| Short exercise |
Duplicate the stretch of the stereo vision SLAM vehicle passage from "This research developed" through "and unpredictable conditions.", word for word.

| Excerpted passage |
___

2. Overall Structure of the Stereo Vision SLAM Unmanned Vehicle

This research developed a stereo vision SLAM unmanned vehicle by integrating stereo vision with LIDAR SLAM technology, aimed at enhancing autonomous navigation capabilities in complex environments. The system's hardware and software architectures were carefully crafted to ensure efficient performance in dynamic and unpredictable conditions.

2.1. Control System

The control core of the unmanned vehicle is built around the Raspberry Pi 4B, chosen for its computational prowess and versatility. Equipped with a robust ARM Cortex-A72 CPU, the Raspberry Pi 4B efficiently handles complex SLAM computations, particularly in real-time visual data processing. Ubuntu 20.04 serves as the operating system, and the control system was developed using the Robot Operating System (ROS) framework. ROS offers a comprehensive suite of tools and libraries that facilitate the development and integration of diverse robotic applications, especially in SLAM, path planning, and autonomous navigation.

The ORB-SLAM algorithm, recognized for its effectiveness in SLAM applications, was integrated into the vehicle’s control system with the assistance of ROS, enabling real-time map generation and localization. To overcome the challenges associated with traditional potential field methods in dynamic environments, our approach utilizes the grid-based potential field method developed by Jung and Kim [2]. Furthermore, integrating techniques such as Direct Sparse Odometry, as discussed by Engel et al. [9], enhances the robustness and accuracy of our SLAM implementation.

2.2. Data Collection

The data collection system of the unmanned vehicle comprises stereo cameras and LIDAR, working in unison to deliver comprehensive environmental perception. High-resolution USB stereo cameras capture stereo vision data, which is utilized to derive depth information, providing accurate visual input for the SLAM system. These stereo cameras obtain stereo information from images and generate dense depth maps through stereo matching algorithms, laying the groundwork for environmental modeling.

___

Excerpts of labeled region data

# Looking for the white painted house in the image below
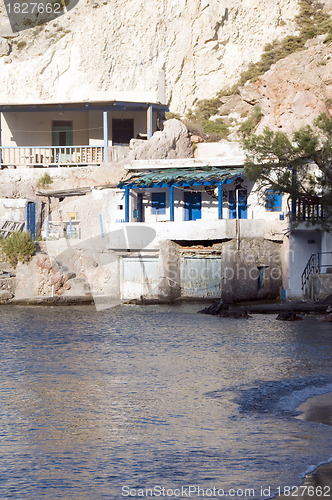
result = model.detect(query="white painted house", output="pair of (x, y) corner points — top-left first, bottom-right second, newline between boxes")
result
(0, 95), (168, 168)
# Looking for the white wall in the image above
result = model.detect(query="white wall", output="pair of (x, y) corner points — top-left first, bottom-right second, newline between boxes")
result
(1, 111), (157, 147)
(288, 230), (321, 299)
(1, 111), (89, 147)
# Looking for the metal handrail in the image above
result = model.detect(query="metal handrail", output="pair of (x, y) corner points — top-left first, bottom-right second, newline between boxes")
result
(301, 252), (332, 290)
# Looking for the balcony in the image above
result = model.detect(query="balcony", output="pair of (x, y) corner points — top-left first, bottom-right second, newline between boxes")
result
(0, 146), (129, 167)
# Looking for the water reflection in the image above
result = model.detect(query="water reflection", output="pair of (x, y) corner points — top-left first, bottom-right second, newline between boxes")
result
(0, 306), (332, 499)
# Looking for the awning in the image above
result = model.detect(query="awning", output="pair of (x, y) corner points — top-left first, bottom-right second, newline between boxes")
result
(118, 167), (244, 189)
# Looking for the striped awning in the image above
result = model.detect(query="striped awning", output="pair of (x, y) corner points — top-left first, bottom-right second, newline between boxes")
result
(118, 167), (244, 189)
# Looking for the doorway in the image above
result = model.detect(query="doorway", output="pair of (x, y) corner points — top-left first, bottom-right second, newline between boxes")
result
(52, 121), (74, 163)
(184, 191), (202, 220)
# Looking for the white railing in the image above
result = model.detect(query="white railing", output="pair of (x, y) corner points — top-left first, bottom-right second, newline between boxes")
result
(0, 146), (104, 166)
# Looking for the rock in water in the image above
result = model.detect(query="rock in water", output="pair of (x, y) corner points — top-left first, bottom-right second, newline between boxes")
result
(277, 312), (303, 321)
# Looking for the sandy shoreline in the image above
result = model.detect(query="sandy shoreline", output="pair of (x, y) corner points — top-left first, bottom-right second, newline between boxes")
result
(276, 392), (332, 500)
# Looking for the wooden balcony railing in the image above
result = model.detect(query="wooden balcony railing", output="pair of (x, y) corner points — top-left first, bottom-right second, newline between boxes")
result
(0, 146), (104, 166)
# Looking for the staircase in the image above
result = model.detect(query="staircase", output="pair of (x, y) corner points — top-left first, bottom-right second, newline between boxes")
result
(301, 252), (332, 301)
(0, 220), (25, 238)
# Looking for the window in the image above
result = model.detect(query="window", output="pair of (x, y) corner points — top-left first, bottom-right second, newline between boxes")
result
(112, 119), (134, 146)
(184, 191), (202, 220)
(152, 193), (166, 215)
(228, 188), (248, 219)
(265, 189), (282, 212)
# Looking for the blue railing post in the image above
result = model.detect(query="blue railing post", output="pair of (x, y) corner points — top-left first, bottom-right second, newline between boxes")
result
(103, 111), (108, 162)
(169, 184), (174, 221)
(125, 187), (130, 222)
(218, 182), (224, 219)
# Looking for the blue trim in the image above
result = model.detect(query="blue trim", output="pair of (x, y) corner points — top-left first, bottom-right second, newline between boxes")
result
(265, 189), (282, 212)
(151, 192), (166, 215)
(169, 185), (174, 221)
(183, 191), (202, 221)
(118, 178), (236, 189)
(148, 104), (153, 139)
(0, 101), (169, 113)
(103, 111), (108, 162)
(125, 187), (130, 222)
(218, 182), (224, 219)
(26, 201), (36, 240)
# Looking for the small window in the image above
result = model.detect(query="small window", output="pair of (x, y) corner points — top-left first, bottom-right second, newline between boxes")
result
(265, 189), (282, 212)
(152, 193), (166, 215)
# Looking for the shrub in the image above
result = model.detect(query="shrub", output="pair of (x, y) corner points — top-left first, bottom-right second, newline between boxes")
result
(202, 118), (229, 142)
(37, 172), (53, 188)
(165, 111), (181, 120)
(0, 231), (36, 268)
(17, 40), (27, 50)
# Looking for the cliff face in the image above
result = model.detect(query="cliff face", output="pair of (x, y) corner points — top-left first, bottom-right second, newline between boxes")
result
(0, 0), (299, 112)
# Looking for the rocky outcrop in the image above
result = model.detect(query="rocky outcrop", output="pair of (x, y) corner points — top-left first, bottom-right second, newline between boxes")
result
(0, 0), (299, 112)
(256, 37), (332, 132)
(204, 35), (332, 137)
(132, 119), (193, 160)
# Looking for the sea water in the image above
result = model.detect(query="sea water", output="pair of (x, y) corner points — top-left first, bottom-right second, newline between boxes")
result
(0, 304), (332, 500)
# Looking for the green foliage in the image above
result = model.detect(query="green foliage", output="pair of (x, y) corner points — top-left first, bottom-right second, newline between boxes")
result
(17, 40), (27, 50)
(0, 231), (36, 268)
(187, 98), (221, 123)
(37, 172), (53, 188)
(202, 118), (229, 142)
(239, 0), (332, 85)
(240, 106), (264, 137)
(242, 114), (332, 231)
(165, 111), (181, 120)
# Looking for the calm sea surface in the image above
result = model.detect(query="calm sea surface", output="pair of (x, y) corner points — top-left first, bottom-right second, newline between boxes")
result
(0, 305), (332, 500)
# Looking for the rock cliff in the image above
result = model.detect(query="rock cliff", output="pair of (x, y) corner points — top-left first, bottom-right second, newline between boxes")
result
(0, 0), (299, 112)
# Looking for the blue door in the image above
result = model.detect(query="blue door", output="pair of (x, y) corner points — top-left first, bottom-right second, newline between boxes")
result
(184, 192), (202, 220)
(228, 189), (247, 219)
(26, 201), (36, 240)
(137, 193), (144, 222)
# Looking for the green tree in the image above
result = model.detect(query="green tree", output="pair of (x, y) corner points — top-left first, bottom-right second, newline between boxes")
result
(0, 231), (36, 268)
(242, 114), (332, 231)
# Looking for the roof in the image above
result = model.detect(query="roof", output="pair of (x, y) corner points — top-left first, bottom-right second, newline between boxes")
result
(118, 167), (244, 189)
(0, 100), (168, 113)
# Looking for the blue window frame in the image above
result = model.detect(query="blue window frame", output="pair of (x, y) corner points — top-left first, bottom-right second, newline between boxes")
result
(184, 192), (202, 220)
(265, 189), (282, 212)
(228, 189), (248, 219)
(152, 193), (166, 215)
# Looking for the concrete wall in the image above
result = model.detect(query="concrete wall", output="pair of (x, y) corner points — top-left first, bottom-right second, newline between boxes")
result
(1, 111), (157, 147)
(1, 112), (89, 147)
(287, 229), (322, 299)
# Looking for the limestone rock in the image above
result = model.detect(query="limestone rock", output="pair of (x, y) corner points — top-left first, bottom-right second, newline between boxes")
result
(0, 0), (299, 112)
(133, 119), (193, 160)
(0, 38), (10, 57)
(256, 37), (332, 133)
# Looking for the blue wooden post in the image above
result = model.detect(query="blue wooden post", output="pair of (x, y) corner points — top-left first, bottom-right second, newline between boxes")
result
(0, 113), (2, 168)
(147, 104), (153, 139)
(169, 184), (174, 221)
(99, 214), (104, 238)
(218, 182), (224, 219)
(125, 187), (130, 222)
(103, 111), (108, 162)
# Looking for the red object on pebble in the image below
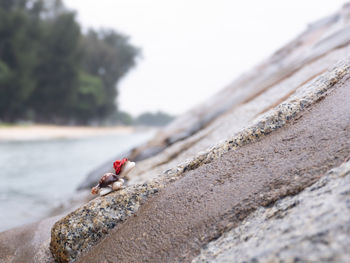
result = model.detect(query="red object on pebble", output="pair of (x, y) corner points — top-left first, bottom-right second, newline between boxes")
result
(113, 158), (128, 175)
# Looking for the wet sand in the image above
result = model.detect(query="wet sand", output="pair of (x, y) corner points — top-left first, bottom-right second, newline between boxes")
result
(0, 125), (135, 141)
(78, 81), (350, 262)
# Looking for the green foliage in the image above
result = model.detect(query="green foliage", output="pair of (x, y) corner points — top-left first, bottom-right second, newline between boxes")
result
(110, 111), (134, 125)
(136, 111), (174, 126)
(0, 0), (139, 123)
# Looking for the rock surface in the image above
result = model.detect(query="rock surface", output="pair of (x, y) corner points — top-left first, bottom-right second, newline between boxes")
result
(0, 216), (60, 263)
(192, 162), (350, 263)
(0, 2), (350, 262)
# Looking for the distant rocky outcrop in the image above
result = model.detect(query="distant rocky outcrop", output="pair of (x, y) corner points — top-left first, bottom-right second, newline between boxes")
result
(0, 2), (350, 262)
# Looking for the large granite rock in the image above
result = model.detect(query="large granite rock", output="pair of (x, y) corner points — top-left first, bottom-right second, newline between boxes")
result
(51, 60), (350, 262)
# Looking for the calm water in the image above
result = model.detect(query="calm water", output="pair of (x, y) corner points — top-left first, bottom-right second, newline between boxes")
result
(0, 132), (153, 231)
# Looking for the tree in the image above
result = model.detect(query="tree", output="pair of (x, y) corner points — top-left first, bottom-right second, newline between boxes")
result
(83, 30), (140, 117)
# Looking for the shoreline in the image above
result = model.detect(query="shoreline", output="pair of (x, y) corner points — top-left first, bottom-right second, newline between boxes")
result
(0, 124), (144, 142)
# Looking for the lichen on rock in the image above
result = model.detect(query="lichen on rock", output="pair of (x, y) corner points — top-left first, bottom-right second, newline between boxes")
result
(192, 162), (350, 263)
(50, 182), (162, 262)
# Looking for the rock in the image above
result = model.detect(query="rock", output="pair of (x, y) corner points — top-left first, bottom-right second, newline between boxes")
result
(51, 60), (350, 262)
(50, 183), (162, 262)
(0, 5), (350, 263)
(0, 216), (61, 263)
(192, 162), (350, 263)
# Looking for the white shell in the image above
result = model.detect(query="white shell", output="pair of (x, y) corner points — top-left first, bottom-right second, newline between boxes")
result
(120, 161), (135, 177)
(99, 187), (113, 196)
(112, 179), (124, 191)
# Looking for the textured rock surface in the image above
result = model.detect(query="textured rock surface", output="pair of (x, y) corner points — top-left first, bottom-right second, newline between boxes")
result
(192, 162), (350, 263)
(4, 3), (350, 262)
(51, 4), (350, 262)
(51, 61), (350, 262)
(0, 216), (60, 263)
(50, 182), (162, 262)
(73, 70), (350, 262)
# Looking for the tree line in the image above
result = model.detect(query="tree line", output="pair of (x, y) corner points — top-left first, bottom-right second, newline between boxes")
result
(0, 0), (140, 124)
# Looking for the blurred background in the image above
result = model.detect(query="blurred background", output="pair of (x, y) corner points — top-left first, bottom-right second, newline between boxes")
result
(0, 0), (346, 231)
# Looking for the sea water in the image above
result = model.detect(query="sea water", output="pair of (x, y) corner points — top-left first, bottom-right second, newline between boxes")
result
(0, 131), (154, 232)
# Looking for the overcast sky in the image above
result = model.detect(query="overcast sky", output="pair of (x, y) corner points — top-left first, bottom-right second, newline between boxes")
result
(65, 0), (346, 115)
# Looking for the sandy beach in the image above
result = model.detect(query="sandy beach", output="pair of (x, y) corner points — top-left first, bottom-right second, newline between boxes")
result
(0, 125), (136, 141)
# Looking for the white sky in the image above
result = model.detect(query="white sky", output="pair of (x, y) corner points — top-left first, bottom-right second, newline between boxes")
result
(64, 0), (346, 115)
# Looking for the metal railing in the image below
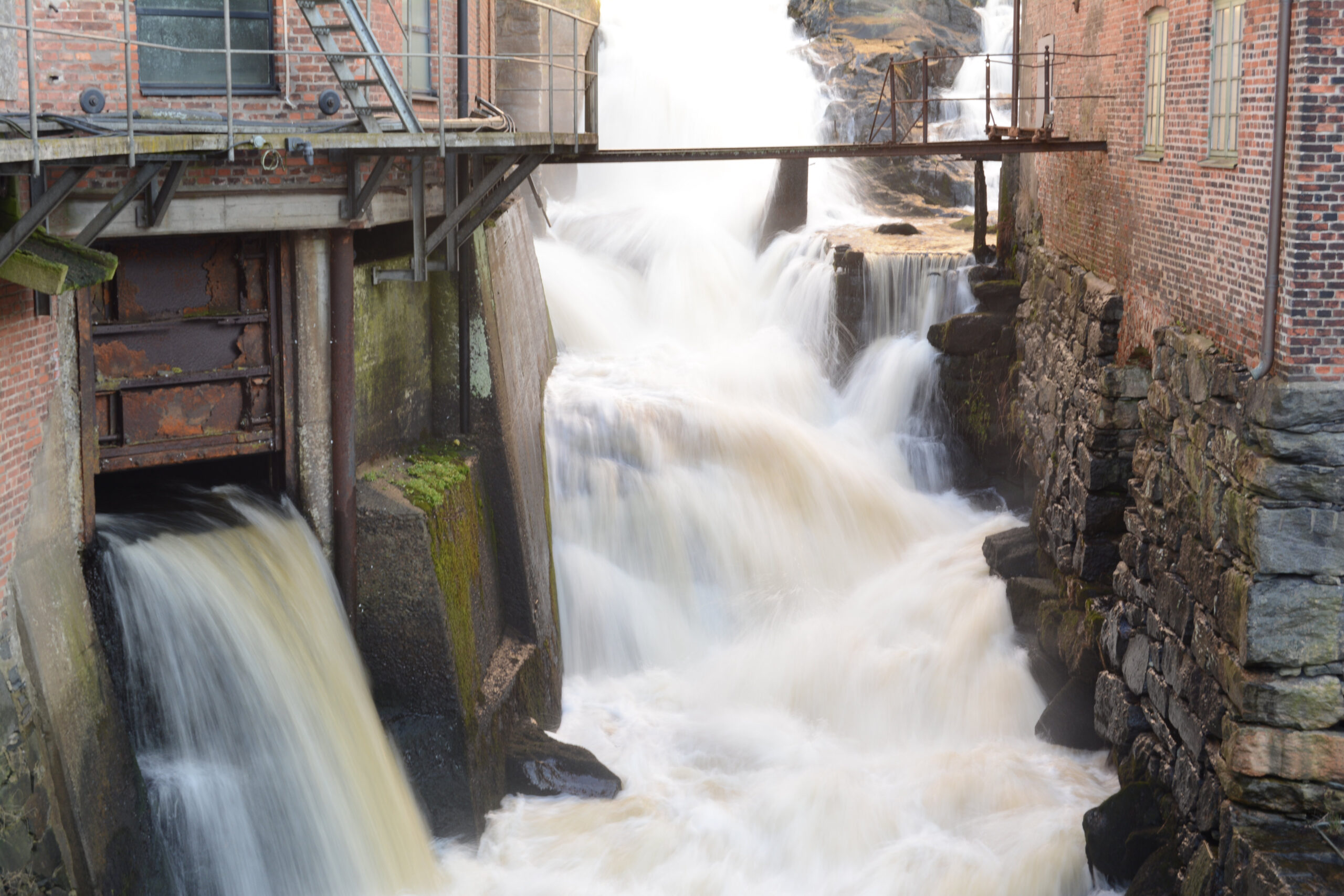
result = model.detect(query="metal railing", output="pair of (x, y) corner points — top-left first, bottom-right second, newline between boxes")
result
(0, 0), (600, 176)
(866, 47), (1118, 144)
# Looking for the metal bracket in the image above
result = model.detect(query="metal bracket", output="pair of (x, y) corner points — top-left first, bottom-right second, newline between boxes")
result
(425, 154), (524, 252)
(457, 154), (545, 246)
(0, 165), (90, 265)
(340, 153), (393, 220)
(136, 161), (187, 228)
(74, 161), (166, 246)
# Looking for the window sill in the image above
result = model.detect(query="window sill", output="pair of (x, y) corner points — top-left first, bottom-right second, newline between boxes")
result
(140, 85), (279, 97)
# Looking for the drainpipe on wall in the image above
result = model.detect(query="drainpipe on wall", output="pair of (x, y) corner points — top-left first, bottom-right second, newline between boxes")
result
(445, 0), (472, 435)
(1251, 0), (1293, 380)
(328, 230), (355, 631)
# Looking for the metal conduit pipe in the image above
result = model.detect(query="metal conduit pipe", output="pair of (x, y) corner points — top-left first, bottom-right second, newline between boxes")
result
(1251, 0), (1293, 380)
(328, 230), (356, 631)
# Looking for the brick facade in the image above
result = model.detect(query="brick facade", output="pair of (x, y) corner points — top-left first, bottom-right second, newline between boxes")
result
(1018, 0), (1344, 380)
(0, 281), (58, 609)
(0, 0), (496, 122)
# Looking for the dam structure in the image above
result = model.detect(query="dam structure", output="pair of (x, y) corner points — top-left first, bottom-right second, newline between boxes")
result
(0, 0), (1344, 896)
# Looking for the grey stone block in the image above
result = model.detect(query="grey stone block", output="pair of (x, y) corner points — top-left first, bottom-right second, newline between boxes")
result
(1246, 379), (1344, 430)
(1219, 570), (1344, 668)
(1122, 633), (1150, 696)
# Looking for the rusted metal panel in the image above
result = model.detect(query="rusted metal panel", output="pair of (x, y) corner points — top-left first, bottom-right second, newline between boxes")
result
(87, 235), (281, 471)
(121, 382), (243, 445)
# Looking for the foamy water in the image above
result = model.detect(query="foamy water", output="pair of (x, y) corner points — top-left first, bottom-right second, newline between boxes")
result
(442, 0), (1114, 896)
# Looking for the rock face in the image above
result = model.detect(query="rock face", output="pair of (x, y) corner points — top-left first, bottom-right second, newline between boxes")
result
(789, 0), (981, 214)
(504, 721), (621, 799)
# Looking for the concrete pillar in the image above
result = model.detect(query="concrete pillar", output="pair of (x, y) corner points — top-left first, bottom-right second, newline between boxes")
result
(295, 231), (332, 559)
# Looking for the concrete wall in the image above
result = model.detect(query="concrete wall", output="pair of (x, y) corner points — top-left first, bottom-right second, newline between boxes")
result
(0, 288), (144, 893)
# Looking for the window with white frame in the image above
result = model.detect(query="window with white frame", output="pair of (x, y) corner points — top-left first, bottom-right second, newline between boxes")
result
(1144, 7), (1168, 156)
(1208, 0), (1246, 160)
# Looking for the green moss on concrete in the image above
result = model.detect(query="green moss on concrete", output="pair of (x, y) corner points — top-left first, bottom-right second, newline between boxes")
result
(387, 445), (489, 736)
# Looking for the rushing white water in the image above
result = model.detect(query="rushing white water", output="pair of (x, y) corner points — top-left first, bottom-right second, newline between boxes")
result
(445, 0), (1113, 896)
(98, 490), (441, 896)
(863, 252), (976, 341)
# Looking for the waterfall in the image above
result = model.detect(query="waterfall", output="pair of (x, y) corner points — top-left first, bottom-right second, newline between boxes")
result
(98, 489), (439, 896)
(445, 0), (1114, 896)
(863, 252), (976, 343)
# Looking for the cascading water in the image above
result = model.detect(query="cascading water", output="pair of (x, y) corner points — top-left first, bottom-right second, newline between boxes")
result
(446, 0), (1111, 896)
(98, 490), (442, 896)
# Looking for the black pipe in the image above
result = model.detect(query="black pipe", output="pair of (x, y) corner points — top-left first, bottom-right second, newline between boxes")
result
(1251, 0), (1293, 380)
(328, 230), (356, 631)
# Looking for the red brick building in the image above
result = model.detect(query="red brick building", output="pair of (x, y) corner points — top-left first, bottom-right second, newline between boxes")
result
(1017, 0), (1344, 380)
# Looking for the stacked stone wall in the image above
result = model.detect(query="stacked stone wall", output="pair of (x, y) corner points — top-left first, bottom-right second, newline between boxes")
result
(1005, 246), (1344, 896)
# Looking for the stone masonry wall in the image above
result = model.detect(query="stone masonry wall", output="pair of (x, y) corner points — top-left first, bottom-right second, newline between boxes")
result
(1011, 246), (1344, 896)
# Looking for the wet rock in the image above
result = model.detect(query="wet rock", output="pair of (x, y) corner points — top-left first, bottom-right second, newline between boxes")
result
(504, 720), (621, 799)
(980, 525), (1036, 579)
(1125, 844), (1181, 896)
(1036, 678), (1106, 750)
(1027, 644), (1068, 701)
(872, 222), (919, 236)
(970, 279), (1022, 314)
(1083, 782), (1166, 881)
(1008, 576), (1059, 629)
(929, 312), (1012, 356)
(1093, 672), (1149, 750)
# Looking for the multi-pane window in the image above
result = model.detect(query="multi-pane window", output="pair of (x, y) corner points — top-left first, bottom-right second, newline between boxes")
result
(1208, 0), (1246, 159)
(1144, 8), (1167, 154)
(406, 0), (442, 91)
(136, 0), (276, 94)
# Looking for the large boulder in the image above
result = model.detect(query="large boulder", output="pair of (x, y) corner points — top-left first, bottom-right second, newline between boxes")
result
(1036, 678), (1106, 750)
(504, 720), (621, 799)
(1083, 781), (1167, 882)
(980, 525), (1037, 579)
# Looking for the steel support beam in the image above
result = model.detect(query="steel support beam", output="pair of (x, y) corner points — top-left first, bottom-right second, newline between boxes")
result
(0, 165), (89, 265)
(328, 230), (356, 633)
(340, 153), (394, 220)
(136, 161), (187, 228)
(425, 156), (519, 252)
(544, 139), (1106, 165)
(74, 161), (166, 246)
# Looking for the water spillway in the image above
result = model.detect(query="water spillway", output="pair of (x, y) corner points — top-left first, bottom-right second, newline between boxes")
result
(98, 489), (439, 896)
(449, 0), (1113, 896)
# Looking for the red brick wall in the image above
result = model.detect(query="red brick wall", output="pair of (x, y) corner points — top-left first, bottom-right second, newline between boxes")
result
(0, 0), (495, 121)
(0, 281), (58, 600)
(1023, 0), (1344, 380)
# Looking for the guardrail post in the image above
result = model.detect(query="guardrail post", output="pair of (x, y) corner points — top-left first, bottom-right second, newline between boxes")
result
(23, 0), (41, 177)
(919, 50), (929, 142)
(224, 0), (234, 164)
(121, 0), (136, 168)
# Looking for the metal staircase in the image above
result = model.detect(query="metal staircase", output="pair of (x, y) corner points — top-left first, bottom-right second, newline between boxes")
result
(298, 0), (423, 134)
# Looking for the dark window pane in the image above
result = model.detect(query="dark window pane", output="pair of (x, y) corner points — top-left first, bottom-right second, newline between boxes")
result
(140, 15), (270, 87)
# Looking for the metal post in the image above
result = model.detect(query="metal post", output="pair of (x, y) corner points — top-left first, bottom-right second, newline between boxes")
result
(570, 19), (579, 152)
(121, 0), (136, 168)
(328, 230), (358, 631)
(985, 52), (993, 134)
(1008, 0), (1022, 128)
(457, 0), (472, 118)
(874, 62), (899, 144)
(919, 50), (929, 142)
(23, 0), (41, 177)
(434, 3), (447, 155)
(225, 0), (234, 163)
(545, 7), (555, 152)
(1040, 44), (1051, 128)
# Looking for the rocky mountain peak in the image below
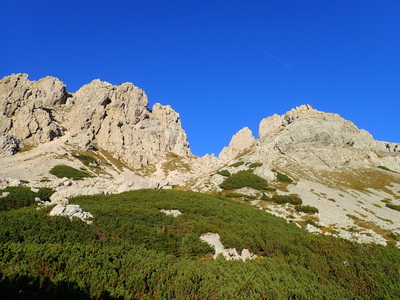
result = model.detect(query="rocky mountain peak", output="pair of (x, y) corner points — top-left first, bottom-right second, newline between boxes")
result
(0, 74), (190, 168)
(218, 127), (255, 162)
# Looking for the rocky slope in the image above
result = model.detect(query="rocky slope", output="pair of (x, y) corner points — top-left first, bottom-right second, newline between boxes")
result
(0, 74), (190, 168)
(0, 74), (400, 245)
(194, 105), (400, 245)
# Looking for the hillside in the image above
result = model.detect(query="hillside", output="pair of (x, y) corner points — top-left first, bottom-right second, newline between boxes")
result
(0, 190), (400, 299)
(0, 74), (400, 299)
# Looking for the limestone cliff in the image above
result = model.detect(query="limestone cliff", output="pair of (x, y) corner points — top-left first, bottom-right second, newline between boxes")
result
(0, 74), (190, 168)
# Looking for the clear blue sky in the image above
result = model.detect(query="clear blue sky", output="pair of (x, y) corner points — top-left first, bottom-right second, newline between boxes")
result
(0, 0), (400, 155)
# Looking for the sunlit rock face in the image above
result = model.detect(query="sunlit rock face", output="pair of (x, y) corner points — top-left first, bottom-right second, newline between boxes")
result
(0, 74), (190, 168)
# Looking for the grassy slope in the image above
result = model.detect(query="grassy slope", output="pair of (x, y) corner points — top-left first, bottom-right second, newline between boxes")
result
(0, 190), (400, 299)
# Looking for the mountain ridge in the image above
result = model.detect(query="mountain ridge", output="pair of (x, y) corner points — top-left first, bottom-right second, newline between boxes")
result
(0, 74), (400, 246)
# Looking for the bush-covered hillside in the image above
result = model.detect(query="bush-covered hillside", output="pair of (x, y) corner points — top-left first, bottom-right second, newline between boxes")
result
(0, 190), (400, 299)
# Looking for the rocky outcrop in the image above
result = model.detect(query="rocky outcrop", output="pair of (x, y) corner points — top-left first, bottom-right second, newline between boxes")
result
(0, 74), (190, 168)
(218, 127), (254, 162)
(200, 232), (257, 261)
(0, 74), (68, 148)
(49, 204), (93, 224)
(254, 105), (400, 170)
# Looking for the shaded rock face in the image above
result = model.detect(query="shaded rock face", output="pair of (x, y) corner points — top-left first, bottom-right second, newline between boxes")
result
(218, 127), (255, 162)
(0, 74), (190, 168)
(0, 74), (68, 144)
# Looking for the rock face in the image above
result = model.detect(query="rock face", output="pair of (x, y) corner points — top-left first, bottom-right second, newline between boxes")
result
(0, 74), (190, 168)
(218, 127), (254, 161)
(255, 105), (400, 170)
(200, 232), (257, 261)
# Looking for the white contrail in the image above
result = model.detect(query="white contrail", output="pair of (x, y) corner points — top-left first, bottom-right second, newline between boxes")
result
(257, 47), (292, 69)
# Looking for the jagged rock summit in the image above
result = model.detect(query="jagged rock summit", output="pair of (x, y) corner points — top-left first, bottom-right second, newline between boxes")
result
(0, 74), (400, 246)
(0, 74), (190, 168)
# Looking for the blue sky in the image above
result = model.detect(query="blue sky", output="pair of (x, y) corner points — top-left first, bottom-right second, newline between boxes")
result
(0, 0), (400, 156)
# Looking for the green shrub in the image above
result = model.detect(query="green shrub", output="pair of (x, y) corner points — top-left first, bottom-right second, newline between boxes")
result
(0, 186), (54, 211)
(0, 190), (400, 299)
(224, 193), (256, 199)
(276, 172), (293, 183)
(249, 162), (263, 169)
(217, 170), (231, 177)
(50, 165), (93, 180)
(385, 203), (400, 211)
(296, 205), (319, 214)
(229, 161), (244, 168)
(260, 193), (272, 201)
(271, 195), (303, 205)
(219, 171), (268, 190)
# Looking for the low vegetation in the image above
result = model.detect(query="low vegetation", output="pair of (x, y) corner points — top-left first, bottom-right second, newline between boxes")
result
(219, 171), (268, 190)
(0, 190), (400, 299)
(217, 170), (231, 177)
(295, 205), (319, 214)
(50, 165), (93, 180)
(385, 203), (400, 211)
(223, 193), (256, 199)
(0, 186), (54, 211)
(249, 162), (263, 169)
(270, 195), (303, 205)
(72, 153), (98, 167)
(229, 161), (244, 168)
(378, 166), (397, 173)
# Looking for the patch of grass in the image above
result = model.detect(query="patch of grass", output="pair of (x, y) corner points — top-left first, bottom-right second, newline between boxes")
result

___

| Right answer |
This research developed a stereo vision SLAM unmanned vehicle by integrating stereo vision with LIDAR SLAM technology, aimed at enhancing autonomous navigation capabilities in complex environments. The system's hardware and software architectures were carefully crafted to ensure efficient performance in dynamic and unpredictable conditions.